(Beginning of The data)

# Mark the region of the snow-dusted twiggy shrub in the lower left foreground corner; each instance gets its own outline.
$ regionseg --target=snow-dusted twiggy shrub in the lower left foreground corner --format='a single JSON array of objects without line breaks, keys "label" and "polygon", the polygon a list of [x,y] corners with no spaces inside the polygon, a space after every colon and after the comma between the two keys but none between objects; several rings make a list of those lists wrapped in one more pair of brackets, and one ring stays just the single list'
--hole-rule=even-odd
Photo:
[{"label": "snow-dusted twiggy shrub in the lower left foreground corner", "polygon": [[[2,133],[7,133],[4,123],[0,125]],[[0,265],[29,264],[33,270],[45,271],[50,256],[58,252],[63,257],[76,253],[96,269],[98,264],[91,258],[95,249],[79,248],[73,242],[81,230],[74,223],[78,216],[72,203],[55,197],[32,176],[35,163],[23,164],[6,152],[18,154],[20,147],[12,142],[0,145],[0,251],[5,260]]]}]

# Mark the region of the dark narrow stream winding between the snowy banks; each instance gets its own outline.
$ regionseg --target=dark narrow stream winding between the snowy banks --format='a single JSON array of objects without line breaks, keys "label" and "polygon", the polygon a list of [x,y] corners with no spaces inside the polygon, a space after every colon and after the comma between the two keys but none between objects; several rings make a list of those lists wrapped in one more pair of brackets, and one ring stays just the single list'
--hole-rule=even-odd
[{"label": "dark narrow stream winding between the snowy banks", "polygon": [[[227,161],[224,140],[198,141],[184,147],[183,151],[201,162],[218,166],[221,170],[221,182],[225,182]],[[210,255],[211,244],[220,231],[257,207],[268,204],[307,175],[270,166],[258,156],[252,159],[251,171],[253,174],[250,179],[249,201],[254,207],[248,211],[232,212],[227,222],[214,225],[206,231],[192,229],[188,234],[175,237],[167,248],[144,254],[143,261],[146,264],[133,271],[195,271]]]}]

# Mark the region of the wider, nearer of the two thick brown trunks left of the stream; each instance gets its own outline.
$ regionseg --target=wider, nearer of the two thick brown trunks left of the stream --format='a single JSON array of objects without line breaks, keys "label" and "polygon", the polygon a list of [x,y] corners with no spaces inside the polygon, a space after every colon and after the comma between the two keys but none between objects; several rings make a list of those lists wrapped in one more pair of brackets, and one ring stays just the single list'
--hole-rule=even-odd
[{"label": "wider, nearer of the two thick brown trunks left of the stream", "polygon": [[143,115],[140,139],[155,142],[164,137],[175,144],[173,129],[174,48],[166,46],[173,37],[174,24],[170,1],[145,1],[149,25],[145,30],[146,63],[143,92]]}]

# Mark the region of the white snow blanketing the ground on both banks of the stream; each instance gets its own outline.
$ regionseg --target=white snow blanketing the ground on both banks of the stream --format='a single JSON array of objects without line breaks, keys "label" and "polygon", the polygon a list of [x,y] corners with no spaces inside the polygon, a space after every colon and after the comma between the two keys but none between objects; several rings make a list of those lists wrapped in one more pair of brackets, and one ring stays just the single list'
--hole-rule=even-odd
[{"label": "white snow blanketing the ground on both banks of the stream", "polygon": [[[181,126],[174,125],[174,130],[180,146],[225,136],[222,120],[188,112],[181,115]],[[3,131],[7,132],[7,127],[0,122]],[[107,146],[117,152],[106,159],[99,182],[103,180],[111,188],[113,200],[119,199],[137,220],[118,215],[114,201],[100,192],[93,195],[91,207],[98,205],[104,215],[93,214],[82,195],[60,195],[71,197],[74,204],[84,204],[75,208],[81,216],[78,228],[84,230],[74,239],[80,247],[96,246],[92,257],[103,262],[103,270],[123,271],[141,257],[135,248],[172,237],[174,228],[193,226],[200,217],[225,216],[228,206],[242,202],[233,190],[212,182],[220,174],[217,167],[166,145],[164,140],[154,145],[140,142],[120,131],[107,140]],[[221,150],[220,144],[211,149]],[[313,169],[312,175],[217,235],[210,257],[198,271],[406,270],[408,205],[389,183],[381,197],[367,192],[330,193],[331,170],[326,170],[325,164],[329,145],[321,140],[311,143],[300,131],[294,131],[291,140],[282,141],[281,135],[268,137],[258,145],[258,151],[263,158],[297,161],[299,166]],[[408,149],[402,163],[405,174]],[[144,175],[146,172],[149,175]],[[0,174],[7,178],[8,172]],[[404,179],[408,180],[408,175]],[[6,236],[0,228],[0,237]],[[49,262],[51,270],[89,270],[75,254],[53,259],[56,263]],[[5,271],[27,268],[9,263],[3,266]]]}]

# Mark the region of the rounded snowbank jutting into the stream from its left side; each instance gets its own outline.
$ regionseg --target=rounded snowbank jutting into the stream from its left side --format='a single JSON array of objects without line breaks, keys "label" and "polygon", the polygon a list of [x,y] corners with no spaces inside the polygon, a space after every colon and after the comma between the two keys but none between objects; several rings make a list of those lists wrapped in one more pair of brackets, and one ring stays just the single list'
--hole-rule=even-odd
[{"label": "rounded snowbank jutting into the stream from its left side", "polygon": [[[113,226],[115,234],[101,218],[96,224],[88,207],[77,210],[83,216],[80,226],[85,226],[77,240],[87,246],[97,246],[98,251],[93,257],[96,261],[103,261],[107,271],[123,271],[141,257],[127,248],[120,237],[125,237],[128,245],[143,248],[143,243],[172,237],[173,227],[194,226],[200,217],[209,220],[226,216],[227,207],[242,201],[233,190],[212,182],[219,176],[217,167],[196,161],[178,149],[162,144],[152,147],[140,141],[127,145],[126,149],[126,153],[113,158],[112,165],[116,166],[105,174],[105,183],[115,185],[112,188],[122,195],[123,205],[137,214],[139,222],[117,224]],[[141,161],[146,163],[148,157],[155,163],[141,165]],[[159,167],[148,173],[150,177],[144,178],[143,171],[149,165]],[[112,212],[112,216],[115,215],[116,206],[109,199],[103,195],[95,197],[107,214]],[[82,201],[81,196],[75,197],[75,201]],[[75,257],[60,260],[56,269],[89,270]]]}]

(End of The data)

- _What to produce_:
Extract all the entries word for word.

- _Task response_:
# Mark the region of the snow-dusted twiggy shrub in the lower left foreground corner; each instance gets its own outline.
$ regionseg --target=snow-dusted twiggy shrub in the lower left foreground corner --format='a single JSON array of objects without line breaks, keys "label" and "polygon", the polygon a list of [x,y] corners with no spaces inside the polygon, a space after every colon and after the comma between the two keys but none between objects; several rings make a list of those lists wrapped in one more pair of brackets, and one ring stays just the single list'
--hole-rule=even-odd
Photo:
[{"label": "snow-dusted twiggy shrub in the lower left foreground corner", "polygon": [[[2,133],[7,133],[4,123],[0,125]],[[0,265],[29,264],[33,270],[45,271],[50,256],[58,252],[63,257],[76,253],[96,269],[98,264],[91,258],[95,249],[79,248],[73,242],[81,230],[74,223],[78,216],[72,203],[55,197],[32,176],[35,163],[23,164],[6,152],[18,154],[20,147],[12,142],[0,145],[0,251],[5,260]]]}]

# Mark the region of the dark narrow stream winding between the snowy banks; each instance gets its own outline.
$ regionseg --target=dark narrow stream winding between the snowy banks --format='a single JSON array of objects without line breaks, keys "label" and "polygon", the polygon a list of [x,y] corners with no spaces inside the polygon, a space after every colon and after the comma between the two keys but none between objects; several rings make a list of those lists wrapped in one more pair of brackets, and one ring stays just the single list'
--hole-rule=even-odd
[{"label": "dark narrow stream winding between the snowy banks", "polygon": [[[227,161],[224,140],[198,141],[184,147],[183,151],[201,162],[218,166],[221,170],[221,182],[225,182]],[[210,255],[211,244],[220,231],[257,207],[268,204],[307,175],[270,166],[258,156],[252,159],[251,171],[253,174],[250,179],[249,201],[254,207],[248,211],[232,212],[227,222],[214,225],[206,231],[192,229],[188,234],[175,237],[167,248],[144,254],[143,261],[146,264],[133,271],[195,271]]]}]

# Mark the region of the wider, nearer of the two thick brown trunks left of the stream; each instance gets its own outline.
$ regionseg --target=wider, nearer of the two thick brown trunks left of the stream --format='a single JSON array of objects without line breaks, keys "label" and "polygon", the polygon a list of [x,y] corners with no spaces inside the polygon, a space after every colon and after the comma between the two keys but none between objects; several rings make a list of those lists wrapped in one more pair of brackets, and one ring stays just the single list'
--hole-rule=even-odd
[{"label": "wider, nearer of the two thick brown trunks left of the stream", "polygon": [[143,115],[140,139],[155,142],[164,137],[175,144],[173,129],[174,48],[166,46],[173,37],[174,24],[170,1],[145,1],[149,25],[145,30],[146,63],[143,92]]}]

# Mark the region of the white snow blanketing the ground on both banks of the stream; each instance gets its own outline.
$ regionseg --target=white snow blanketing the ground on both banks of the stream --format='a single JSON array of objects without line breaks, keys "label" and "polygon", the polygon a list of [x,y] corners with no spaces inside the polygon, a space after every colon and after the comma between the two keys but none between objects; several rings make a list of those lists wrapped in one more pair of brackets, and one ring stays just the single list'
--hole-rule=even-odd
[{"label": "white snow blanketing the ground on both banks of the stream", "polygon": [[[181,126],[174,125],[174,130],[180,146],[225,136],[222,120],[188,112],[181,115]],[[3,131],[7,132],[7,127],[0,122]],[[107,146],[117,152],[106,159],[99,182],[103,180],[111,188],[113,200],[119,199],[137,220],[118,215],[114,201],[100,192],[93,195],[91,207],[98,205],[104,215],[93,214],[82,195],[60,195],[71,197],[74,204],[84,204],[75,208],[81,216],[78,228],[84,230],[74,239],[80,247],[96,246],[92,257],[103,262],[103,270],[123,271],[141,257],[135,248],[172,237],[174,228],[193,226],[200,217],[225,216],[228,206],[242,202],[233,190],[212,182],[220,174],[217,167],[166,145],[164,140],[154,145],[140,142],[120,131],[107,140]],[[221,150],[220,144],[211,149]],[[313,169],[312,175],[217,235],[210,257],[198,271],[406,270],[408,205],[389,183],[381,197],[367,192],[330,193],[331,170],[326,170],[325,164],[329,145],[321,140],[311,143],[300,131],[294,131],[291,140],[282,141],[281,135],[268,137],[258,145],[258,151],[263,158],[297,161],[299,166]],[[408,149],[402,163],[405,174]],[[144,175],[146,172],[149,175]],[[0,174],[7,178],[8,172]],[[404,179],[408,180],[408,175]],[[6,236],[0,228],[0,237]],[[49,262],[51,270],[89,270],[75,254],[53,259],[56,263]],[[5,271],[27,268],[9,263],[3,266]]]}]

# Mark the region of the rounded snowbank jutting into the stream from its left side; each instance gets its own outline.
$ regionseg --target=rounded snowbank jutting into the stream from its left side --format='a single JSON array of objects without line breaks, keys "label" and "polygon", the polygon a list of [x,y] corners with no spaces inside the polygon, a space after every colon and after the comma between the two keys but none between objects; several rings make a list of those lists wrapped in one more pair of brackets, and one ring stays just the single list'
--hole-rule=even-odd
[{"label": "rounded snowbank jutting into the stream from its left side", "polygon": [[[113,226],[115,234],[101,218],[96,224],[88,207],[77,210],[83,216],[80,226],[85,226],[77,240],[87,246],[97,246],[98,251],[93,257],[96,261],[103,261],[107,271],[123,271],[141,257],[127,248],[120,237],[125,237],[128,245],[143,248],[143,243],[172,237],[173,227],[194,226],[200,217],[209,220],[226,216],[227,207],[242,201],[233,190],[212,182],[219,176],[217,167],[196,161],[178,149],[162,144],[152,147],[140,141],[127,145],[126,149],[126,153],[113,158],[112,165],[116,166],[105,174],[105,183],[115,185],[112,188],[122,195],[123,205],[137,214],[139,222],[117,224]],[[141,161],[146,163],[148,157],[155,163],[141,165]],[[159,167],[148,173],[150,177],[144,178],[143,171],[149,165]],[[112,212],[112,216],[115,215],[116,206],[109,199],[103,195],[95,197],[107,214]],[[82,201],[81,196],[75,197],[75,201]],[[75,257],[60,260],[56,269],[89,270]]]}]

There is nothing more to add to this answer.